- [PAGE EXTRACT]
————————

STROBE (Strengthening the Reporting of Observational Studies in Epidemiology) diagram demonstrating the flow of patients receiving ACLR and MPFLR who completed each study questionnaire.

Outcome Measures

PROs collected included the HSS Pedi-FABS, Pedi-IKDC, pediatric PROMIS PI, pediatric PROMIS mobility, and pediatric PROMIS physical activity scores. PROMIS parent proxies for the same scales were obtained for patients aged 5 to 17 years.^{9,15,17,23,36,39} All PROs were collected preoperatively for routine clinical purposes.

Statistical Analysis

Descriptive statistics are reported for baseline characteristics and surgical history. Continuous variables are reported as mean with standard deviation. In this study, the MCID was calculated as one-half the standard deviation using preoperative scores for each PRO in cohorts undergoing ACLR and MPFLR. Negative MCIDs were reported for the pediatric PROMIS PI and parent-proxy PROMIS PI questionnaires since a lower postoperative score compared with the preoperative score denotes an improvement in pain. A negative MCID was reported for the HSS Pedi-FABS, as this instrument is designed to assess a patient's activity level at their “healthiest and most active condition.”¹⁵ Accordingly, the preoperative HSS Pedi-FABS score reflects the patient's preinjury activity level, rather than their status immediately before surgery. Given that optimal postoperative recovery after ACLR or MPFLR is characterized by a return to, but not an exceedance of, preinjury activity levels, the MCID for the HSS Pedi-FABS represents the threshold beyond which a postoperative decline in activity is considered clinically meaningful. All statistical analyses were performed using RStudio (Version 2023.12.1; Posit).

————————

- [MATERIAL PROVIDED]
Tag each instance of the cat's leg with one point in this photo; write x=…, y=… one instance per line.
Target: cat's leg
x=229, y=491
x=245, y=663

————————

- [REQUIRED ACTION]
In the page extract, how was the MCID calculated?

- [TASK RESULT]
As one-half the standard deviation, using preoperative scores for each PRO in the cohorts undergoing ACLR and MPFLR.